## TEXT SHOWN
⁂

# Butler Tube drive - One of a Kind?



## ANT (Oct 15, 2005)

Butler Audio Tube Driver Blue TBD 2150 $549 One Only | eBay


----------



## Victor_inox (Apr 27, 2012)

I`ve had one- didn`t liked it sold it.


----------



## emperorjj1 (Sep 10, 2008)

y didnt u like it specifically?


----------



## Victor_inox (Apr 27, 2012)

buttler schematics is weird, tubes do nothing in sound path, it doesn`t even sounds like tube amp, absolutely dead solid state sound. Ive had a bunch tube amp in my life that one sounds nothing like them.


----------



## Freakmech (Sep 11, 2012)

Looks to me like its a low voltage, plate design, hybrid. Tubes arent actually amplifying the signal. Signal is just sent through the plates of tube to "warm" the sound. You see this design in a lot of guitar gear, pedals, amps, and preamps alike. Essentially the tubes are being used as harmonic distortion generators. Barber does manufacture guitar gear so there is no reason to believe this design is any different. Over-priced gimmick if you ask me. Solid state amp with a plate driven distortion/overdrive feature.


----------



## Victor_inox (Apr 27, 2012)

Freakmech said:


> Looks to me like its a low voltage, plate design, hybrid. Tubes arent actually amplifying the signal. Signal is just sent through the plates of tube to "warm" the sound. You see this design in a lot of guitar gear, pedals, amps, and preamps alike. Essentially the tubes are being used as harmonic distortion generators. Barber does manufacture guitar gear so there is no reason to believe this design is any different. Over-priced gimmick if you ask me. Solid state amp with a plate driven distortion/overdrive feature.


That sounds about right.


----------



## jeromerpa (Oct 24, 2012)

I guess to each his own...I currently have a Butler Tube Drive Blue 275 and I absolutely LOVE it. It DOES have some of the glorious tube "magic". And yeah, Butler makes overdrive pedals, guitar stuff, etc. I've owned all sorts of tube amps for both guitar and home audio. Does it sound like a 300B SET? No. A KT88 amp? No, but it does have some warmth and sparkle to it as well as great separation of detail. Everyone likes different things...go listen to one for yourself and decide. I will be keeping mine  Thanks BK Butler!!!


----------



## Victor_inox (Apr 27, 2012)

I was saying exactly that until I disconnected tubes and... nothing happened.. sound didn't changed a bit.this not hybrid amp, just a bunch of ********. google it and you will read for yourself.


----------



## finbar (Feb 1, 2009)

I had a US Amps tuber. It definitely had tubes in the signal path, preamp.

⁂

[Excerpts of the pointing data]
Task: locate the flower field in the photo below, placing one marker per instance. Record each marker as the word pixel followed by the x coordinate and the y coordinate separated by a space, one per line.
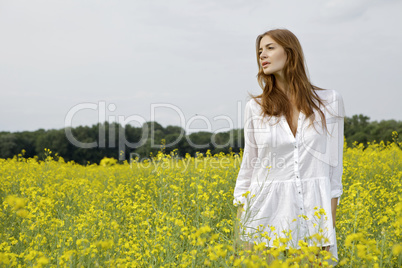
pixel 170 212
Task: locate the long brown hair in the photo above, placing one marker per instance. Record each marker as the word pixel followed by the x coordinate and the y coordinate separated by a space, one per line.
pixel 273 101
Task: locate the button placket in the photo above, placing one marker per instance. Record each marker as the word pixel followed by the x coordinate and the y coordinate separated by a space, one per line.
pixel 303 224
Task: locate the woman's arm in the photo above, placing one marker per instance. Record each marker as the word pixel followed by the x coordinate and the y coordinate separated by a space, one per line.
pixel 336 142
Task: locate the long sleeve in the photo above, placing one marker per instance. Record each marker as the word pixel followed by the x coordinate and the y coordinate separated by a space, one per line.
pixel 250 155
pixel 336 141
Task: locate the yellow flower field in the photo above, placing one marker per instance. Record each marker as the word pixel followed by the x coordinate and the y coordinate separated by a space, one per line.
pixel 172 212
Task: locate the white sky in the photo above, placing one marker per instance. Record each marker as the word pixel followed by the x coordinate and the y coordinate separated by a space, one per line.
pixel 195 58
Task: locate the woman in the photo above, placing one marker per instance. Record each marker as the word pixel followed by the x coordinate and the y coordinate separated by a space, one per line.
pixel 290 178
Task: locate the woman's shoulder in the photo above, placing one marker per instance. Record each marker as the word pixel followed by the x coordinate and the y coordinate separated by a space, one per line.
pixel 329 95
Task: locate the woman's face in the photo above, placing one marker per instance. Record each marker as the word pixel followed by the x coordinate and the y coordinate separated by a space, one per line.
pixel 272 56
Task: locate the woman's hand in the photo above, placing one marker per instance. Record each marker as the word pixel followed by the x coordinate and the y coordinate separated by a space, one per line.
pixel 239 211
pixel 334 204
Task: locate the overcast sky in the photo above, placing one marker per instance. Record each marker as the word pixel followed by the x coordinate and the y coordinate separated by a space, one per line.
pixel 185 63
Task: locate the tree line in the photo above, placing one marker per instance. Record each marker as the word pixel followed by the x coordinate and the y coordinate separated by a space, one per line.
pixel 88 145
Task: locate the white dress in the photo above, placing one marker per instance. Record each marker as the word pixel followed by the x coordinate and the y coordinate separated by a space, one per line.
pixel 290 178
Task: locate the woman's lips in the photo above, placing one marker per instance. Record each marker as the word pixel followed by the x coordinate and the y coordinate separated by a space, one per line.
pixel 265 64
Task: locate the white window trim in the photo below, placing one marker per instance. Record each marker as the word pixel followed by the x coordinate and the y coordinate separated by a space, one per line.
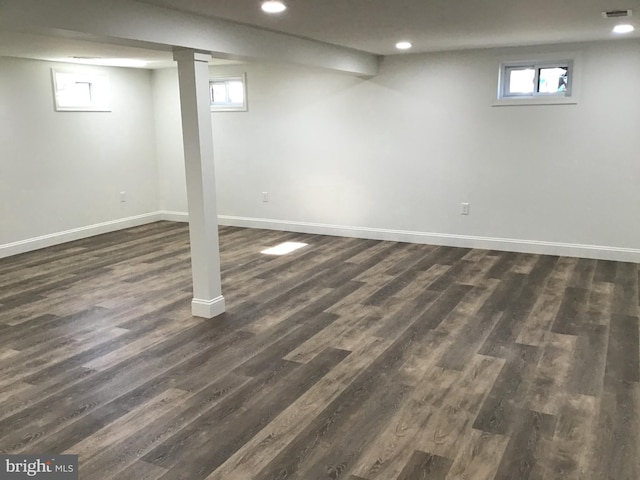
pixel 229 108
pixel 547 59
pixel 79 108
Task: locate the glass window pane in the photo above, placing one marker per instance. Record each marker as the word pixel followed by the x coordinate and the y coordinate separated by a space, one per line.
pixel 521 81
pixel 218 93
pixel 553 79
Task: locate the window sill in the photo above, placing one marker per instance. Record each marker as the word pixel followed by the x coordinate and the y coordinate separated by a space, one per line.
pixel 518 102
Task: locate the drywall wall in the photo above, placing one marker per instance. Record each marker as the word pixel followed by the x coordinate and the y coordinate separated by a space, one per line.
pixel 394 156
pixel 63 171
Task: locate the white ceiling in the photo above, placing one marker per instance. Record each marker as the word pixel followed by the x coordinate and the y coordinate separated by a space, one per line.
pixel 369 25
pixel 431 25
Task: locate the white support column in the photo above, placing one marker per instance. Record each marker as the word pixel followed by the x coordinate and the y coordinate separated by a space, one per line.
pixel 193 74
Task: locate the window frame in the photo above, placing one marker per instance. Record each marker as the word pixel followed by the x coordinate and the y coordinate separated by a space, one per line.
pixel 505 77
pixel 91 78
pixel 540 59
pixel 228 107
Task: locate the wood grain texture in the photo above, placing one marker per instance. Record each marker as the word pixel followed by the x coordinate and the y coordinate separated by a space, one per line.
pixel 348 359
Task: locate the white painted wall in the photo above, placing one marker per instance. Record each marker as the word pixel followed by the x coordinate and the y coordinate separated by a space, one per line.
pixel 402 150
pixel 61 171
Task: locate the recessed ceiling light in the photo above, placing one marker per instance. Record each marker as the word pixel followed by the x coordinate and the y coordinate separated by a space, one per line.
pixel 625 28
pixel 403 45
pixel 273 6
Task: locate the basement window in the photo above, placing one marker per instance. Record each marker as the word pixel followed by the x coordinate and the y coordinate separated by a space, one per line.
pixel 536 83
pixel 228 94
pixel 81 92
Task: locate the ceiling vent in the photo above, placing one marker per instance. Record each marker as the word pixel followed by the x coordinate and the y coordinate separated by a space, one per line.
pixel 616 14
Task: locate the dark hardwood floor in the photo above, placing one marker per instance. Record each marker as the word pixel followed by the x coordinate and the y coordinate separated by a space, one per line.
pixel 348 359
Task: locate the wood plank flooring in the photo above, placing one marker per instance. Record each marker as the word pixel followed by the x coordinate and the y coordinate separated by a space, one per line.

⁂

## WORK REQUIRED
Can you quote the Butler Tube Drive thread word for word, from "I was saying" to "read for yourself."? The lines have nothing to do with this.

## FINISHED ANSWER
I was saying exactly that until I disconnected tubes and... nothing happened.. sound didn't changed a bit.this not hybrid amp, just a bunch of ********. google it and you will read for yourself.